## Exercise
Copy every line of the records below, requests included. Multiply each coordinate in the answers by 2.25 and round to the nearest whole number, with halves rounded up.

## Material provided
※

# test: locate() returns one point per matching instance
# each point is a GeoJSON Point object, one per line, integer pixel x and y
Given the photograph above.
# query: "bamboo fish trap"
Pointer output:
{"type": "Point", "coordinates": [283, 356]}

※

## Answer to this problem
# test: locate() returns one point per matching instance
# each point is a GeoJSON Point object, one per line, integer pixel x and y
Given the photograph above.
# query: "bamboo fish trap"
Pointer output:
{"type": "Point", "coordinates": [637, 801]}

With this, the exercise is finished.